● SELECTED EXTRACT
=======
Skip to main content

Phase 8D Active Batch Query Implementation

Function: get_active_ingestion_batch_id(tenant_id, period_label)

Location: api/bigquery/intake_queries.py

Query Logic

SELECT DISTINCT
    b.batch_id
FROM `payroll-bi-gauntlet.payroll_analytics.ingestion_batches` b
INNER JOIN `payroll-bi-gauntlet.payroll_analytics.ingestion_batch_businesses` d
    ON b.batch_id = d.batch_id
    AND b.tenant_id = d.tenant_id
WHERE b.tenant_id = @tenant_id
  AND b.status IN ('MAPPED', 'PROCESSED')
  AND d.period_label = @period_label
  AND d.org_id IS NULL  -- Phase 8D: discovery is platform-scoped (org_id IS NULL)
ORDER BY b.uploaded_at DESC, b.batch_id ASC
LIMIT 1

Tenant Isolation

Confirmed: Query filters by b.tenant_id = @tenant_id as the first WHERE condition, ensuring strict tenant isolation.
=======
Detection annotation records
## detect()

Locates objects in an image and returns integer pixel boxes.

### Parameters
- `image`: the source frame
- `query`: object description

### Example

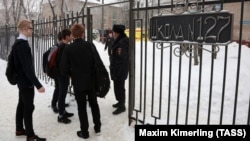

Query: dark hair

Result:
[61,29,71,39]
[57,32,62,41]
[71,23,85,38]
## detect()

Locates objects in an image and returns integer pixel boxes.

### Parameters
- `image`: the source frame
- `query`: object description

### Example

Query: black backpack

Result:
[43,44,58,78]
[89,42,110,98]
[5,39,24,85]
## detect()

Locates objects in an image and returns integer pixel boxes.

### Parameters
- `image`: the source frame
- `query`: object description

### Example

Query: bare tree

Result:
[3,0,10,25]
[11,0,21,25]
[36,0,43,20]
[48,0,56,19]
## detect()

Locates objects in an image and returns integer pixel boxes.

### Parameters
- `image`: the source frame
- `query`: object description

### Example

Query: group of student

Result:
[13,20,129,141]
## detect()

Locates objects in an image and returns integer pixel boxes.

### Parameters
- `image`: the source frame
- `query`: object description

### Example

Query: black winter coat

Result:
[60,38,94,91]
[110,34,129,80]
[13,39,42,89]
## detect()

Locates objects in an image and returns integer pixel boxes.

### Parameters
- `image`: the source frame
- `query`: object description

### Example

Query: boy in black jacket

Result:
[13,20,46,141]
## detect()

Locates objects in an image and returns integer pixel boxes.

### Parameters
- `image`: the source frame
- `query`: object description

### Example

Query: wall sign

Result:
[149,11,233,45]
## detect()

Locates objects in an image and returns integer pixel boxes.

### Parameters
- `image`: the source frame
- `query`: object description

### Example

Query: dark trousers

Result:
[51,79,59,107]
[58,75,69,115]
[113,79,126,106]
[74,89,101,133]
[16,88,35,137]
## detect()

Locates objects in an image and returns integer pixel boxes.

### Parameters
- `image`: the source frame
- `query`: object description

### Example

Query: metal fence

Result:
[0,0,250,128]
[128,0,250,125]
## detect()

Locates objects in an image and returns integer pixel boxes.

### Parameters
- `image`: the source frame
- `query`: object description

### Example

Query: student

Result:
[13,20,46,141]
[56,29,74,124]
[110,24,129,115]
[60,24,101,139]
[104,30,114,56]
[51,32,62,113]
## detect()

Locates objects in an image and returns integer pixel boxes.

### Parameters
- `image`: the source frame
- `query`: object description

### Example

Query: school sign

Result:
[149,11,233,45]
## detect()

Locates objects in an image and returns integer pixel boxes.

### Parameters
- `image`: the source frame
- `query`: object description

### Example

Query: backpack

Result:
[89,42,110,98]
[43,45,58,78]
[5,39,24,85]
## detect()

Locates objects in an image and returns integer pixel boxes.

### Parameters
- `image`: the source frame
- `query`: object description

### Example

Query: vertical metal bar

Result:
[167,43,173,125]
[185,45,193,125]
[175,45,182,125]
[31,20,35,67]
[207,45,215,125]
[233,0,244,125]
[128,0,135,125]
[220,46,228,125]
[196,45,203,125]
[85,7,92,42]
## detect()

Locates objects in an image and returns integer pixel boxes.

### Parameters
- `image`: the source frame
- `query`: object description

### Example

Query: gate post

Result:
[128,0,135,125]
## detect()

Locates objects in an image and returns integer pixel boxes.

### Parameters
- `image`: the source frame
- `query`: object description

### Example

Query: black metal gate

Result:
[128,0,250,125]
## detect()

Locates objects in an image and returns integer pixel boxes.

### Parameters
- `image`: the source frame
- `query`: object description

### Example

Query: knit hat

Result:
[112,24,125,34]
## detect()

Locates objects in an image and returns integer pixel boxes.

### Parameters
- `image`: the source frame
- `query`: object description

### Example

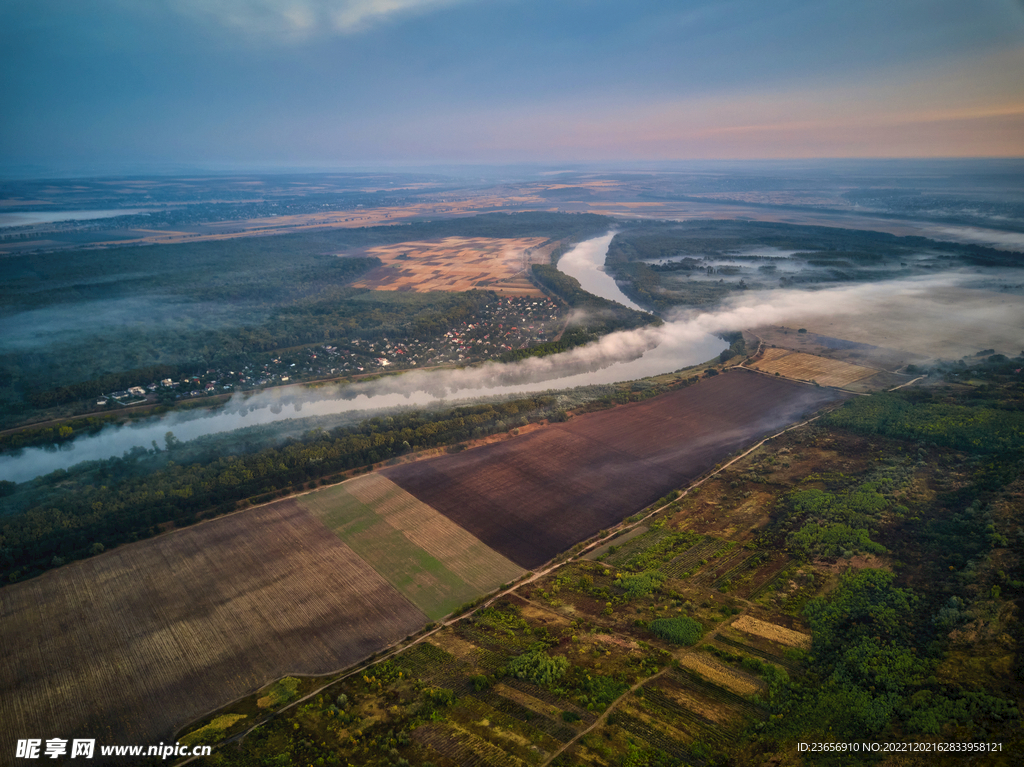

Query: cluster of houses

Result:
[86,297,564,407]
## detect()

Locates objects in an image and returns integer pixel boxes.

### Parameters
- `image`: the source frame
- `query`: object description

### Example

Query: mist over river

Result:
[0,232,728,482]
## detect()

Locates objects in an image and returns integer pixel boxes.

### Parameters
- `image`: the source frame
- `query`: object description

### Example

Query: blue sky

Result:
[0,0,1024,168]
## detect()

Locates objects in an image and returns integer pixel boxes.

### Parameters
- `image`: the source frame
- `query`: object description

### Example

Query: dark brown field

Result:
[384,370,847,568]
[0,501,427,749]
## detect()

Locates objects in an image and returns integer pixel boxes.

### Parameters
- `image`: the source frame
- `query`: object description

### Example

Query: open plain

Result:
[0,502,427,755]
[384,370,845,568]
[352,237,554,296]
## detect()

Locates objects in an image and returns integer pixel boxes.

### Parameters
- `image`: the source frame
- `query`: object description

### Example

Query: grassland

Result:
[0,503,427,755]
[295,474,522,620]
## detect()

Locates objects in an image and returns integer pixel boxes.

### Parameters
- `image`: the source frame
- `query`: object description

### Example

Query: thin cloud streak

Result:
[174,0,468,42]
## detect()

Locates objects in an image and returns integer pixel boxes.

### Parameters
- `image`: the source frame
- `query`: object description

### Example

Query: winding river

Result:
[0,232,727,482]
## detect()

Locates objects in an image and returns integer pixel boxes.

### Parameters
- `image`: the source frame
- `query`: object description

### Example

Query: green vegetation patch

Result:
[650,615,705,647]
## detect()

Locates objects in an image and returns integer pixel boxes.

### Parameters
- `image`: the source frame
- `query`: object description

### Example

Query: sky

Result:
[0,0,1024,172]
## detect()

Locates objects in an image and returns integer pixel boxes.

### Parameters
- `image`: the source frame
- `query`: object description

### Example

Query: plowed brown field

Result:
[0,502,427,758]
[384,370,847,568]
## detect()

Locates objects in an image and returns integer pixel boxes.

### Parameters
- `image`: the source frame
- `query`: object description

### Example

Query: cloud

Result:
[175,0,466,41]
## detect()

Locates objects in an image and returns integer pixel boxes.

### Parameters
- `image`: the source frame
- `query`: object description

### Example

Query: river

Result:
[0,232,727,482]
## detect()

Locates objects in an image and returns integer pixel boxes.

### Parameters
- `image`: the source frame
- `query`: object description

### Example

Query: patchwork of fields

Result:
[383,370,846,568]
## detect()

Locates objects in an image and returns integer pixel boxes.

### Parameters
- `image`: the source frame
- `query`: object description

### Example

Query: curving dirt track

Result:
[384,370,849,568]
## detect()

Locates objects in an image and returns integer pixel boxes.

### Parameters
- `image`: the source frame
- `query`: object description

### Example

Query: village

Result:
[95,296,567,409]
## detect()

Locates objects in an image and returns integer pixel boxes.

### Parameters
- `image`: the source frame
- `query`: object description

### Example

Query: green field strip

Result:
[295,477,522,621]
[345,474,523,594]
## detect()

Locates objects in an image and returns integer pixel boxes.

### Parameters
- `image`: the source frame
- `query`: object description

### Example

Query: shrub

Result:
[506,647,569,687]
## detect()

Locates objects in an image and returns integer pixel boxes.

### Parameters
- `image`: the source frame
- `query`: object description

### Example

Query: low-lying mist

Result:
[0,270,1024,481]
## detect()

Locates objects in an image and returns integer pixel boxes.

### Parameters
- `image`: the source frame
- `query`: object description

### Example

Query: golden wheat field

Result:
[751,349,878,388]
[352,237,550,296]
[0,503,427,754]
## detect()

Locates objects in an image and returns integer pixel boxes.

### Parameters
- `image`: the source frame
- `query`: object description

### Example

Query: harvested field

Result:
[383,370,847,568]
[296,474,522,620]
[0,502,427,754]
[352,237,550,296]
[732,615,811,649]
[679,652,761,695]
[751,349,878,388]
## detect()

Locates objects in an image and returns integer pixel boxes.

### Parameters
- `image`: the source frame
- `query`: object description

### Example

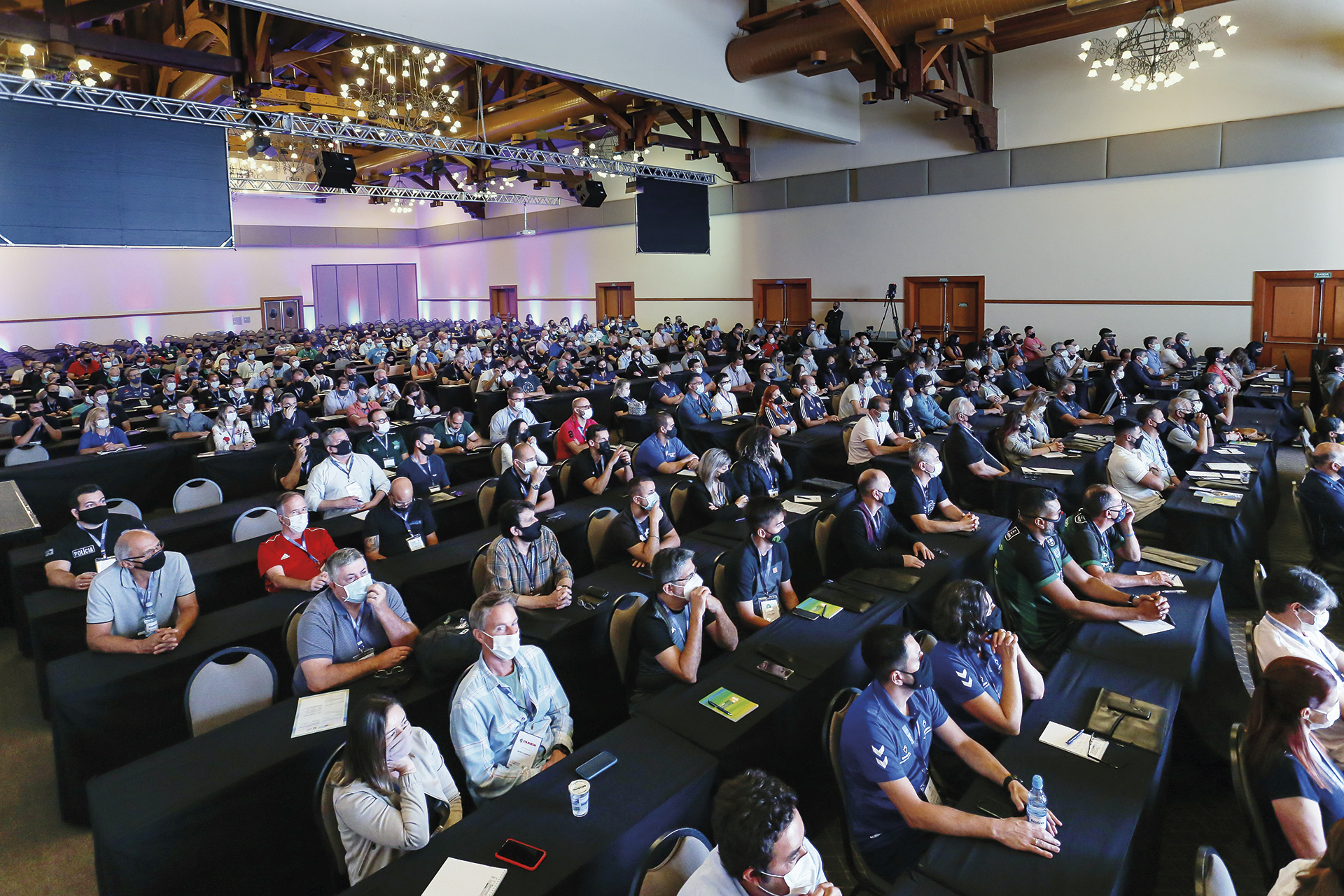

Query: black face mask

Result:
[79,504,108,525]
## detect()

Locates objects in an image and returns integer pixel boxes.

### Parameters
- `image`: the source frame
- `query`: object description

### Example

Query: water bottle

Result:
[1027,775,1046,827]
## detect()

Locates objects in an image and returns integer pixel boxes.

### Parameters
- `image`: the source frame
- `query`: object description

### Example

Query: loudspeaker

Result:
[316,152,355,192]
[574,180,606,208]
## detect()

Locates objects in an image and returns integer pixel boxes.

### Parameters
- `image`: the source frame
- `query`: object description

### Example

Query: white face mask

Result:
[491,631,523,659]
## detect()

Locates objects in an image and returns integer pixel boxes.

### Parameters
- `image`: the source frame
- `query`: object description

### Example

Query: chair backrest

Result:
[172,477,225,513]
[821,688,891,893]
[1246,620,1265,688]
[313,743,349,887]
[587,507,620,563]
[608,592,649,690]
[629,827,715,896]
[668,477,691,526]
[4,444,51,466]
[108,498,145,520]
[812,513,839,576]
[1195,846,1236,896]
[1252,560,1265,612]
[281,599,308,669]
[1228,722,1278,880]
[234,507,279,541]
[186,648,278,738]
[472,541,495,598]
[476,477,500,529]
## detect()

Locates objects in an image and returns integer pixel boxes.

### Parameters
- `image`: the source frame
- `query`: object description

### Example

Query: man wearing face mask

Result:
[993,488,1167,672]
[555,398,593,461]
[304,428,391,520]
[828,469,932,570]
[485,501,574,610]
[293,548,419,696]
[257,491,336,592]
[720,497,798,631]
[364,477,438,561]
[355,408,410,470]
[631,547,738,703]
[396,426,449,498]
[491,386,538,444]
[1255,567,1344,764]
[678,770,840,896]
[840,624,1059,880]
[894,440,980,532]
[43,482,141,591]
[449,591,574,805]
[85,529,199,653]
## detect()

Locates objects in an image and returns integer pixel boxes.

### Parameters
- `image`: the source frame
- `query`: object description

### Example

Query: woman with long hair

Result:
[1246,657,1344,865]
[332,693,462,884]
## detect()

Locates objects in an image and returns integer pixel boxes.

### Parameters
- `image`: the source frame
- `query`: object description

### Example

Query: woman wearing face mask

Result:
[1242,657,1344,867]
[930,579,1046,752]
[757,386,798,438]
[79,407,130,454]
[210,403,257,451]
[732,426,793,498]
[329,693,462,884]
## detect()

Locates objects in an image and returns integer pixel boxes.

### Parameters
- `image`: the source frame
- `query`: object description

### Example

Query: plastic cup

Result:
[570,778,593,818]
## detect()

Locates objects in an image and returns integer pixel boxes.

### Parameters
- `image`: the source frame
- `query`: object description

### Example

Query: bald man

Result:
[364,475,438,561]
[85,529,199,653]
[828,469,932,570]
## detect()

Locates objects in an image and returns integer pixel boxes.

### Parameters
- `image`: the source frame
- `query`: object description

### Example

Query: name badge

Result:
[508,731,542,769]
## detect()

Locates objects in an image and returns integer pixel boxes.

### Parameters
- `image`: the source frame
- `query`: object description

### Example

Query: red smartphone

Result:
[495,838,546,871]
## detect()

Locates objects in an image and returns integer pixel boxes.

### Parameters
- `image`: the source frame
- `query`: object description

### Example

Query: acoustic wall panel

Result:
[0,101,230,248]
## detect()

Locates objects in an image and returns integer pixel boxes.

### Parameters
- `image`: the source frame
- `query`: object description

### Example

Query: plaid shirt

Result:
[485,525,574,594]
[449,645,574,802]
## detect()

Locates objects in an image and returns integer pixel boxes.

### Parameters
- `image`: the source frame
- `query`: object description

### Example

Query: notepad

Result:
[1119,620,1176,636]
[289,688,349,738]
[422,858,508,896]
[1039,722,1110,762]
[798,598,840,620]
[700,688,760,722]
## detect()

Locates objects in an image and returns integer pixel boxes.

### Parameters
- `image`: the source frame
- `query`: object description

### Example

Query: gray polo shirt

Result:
[294,582,412,696]
[85,551,196,638]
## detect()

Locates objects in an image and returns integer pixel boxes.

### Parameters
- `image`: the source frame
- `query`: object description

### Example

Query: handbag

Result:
[1087,688,1170,755]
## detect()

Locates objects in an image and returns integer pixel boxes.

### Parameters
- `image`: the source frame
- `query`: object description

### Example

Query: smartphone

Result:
[757,659,793,681]
[495,838,546,871]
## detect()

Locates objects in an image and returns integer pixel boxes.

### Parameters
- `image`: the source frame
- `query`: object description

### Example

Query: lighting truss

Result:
[0,74,718,188]
[228,174,561,206]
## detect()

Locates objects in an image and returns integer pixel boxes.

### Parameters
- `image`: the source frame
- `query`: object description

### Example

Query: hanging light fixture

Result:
[1078,7,1238,92]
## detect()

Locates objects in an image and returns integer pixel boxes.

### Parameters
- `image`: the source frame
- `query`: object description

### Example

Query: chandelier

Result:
[1078,8,1236,92]
[340,43,462,137]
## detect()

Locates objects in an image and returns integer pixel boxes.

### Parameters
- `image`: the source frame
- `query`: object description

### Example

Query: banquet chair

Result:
[186,648,278,738]
[629,827,713,896]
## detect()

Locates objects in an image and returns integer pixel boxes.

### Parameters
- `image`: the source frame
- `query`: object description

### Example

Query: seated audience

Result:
[839,624,1059,880]
[450,591,574,805]
[293,548,419,696]
[485,501,574,610]
[85,529,199,653]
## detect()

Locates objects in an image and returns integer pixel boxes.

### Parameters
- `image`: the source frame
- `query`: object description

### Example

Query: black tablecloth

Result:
[47,591,311,825]
[341,719,718,896]
[919,653,1180,896]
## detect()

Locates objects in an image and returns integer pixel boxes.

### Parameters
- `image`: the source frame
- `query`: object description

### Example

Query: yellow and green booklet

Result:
[798,598,840,620]
[700,688,758,722]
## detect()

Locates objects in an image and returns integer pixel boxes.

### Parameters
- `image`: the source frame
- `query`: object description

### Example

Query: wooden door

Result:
[904,276,985,345]
[491,286,517,318]
[751,279,812,326]
[596,284,634,320]
[1252,272,1344,377]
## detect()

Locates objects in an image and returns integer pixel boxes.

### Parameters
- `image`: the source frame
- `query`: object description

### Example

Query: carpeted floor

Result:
[0,424,1322,896]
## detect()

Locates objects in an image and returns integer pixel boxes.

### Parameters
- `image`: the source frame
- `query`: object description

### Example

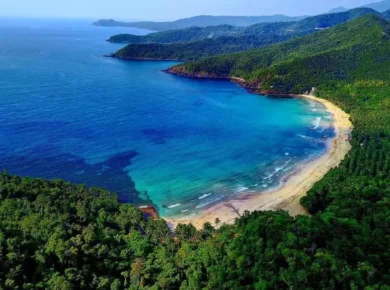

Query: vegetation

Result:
[109,8,387,60]
[0,15,390,290]
[329,0,390,13]
[93,15,305,31]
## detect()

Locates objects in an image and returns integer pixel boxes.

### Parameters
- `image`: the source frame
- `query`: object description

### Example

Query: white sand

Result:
[167,95,353,229]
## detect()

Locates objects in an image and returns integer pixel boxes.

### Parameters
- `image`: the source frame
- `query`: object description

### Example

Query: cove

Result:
[0,20,334,217]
=======
● SHORT EXERCISE
Continue the Phase 8D query notes from the point where they stop. You won't need the items for this.

● SOLVED EXERCISE
Deterministic Ordering

Confirmed:
  • Primary: b.uploaded_at DESC (most recent first)
  • Tie-break: b.batch_id ASC (deterministic UUID ordering)

Status Filtering

Confirmed: Only returns batches with status MAPPED or PROCESSED.

Period Association

Confirmed: Joins with ingestion_batch_businesses table which stores period_label per discovery run. Only batches with discovery records for the given period_label are considered.

Phase 8D Invariant

Confirmed: Filters d.org_id IS NULL to match Phase 8D platform-scoped discovery.

Fix 1 Implementation

All three endpoints (preflight, discover-businesses, /process) now:
  1. ✅ Check batch status is MAPPED or PROCESSED
  2. NEW: Verify received_batch_id == active_batch_id for (tenant_id, period_label)
  3. ✅ Return 409 Conflict with BatchMismatch error if mismatch detected

Error Response Format

{
  "error": "BatchMismatch",
  "message": "Preflight/process must use the active mapped batch_id",
  "expected_batch_id": "<active_batch_id>",
  "received_batch_id": "<received_batch_id>",
  "tenant_id": "<tenant_id>",
  "period_label": "<period_label>"
}

Degraded Mode

If get_active_ingestion_batch_id fails (BigQuery unavailable), endpoints log error but do not block (allows degraded operation).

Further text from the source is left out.